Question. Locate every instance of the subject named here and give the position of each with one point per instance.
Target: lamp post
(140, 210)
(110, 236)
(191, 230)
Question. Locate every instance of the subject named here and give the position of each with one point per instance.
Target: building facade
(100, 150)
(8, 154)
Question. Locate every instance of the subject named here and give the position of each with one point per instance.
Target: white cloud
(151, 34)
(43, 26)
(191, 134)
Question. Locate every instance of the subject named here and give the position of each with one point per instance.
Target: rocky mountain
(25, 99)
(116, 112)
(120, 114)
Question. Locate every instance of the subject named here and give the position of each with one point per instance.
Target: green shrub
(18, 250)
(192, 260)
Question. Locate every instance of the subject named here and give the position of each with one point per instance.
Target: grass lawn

==

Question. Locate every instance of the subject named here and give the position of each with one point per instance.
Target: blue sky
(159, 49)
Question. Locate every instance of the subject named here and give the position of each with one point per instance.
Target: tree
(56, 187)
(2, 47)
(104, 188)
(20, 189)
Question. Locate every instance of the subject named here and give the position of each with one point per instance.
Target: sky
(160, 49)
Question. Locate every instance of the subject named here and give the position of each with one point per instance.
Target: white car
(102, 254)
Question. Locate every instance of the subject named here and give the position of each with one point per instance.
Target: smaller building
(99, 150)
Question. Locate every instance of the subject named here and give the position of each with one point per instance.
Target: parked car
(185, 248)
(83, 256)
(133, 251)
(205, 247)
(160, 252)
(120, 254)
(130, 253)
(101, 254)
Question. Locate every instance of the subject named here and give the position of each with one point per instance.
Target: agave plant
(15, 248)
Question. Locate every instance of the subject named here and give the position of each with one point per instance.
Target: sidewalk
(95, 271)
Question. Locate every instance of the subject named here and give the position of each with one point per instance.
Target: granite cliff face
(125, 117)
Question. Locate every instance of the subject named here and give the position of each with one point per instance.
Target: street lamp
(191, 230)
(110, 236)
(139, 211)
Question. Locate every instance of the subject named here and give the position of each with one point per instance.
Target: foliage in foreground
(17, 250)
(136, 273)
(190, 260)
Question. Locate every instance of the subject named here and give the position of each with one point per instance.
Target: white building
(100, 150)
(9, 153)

--

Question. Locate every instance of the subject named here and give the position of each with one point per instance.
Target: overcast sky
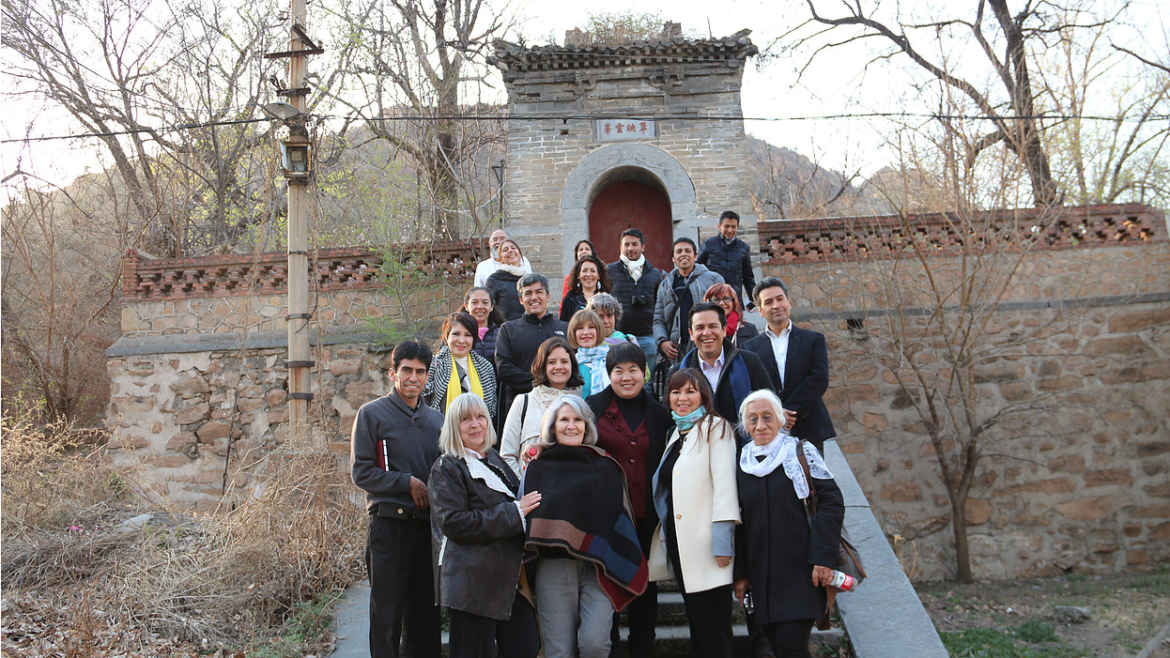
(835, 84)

» TASK BRIEF:
Your answer should be the exact lines above from the one with "Target: green shrub" through the one with "Target: grass lawn", both included, and nothing besides.

» COMPLETED TASK:
Target: green shrub
(18, 250)
(192, 260)
Question. Locate every instance of the subject named here and give the position of each with one point per instance.
Target: grass lawn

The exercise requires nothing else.